Provided records —
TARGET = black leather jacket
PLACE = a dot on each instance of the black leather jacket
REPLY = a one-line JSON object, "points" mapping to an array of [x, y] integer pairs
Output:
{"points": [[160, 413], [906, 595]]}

What is asked — Count the lines in the items above that contain the word "leather", with case counting, and give only the number.

Right answer — 2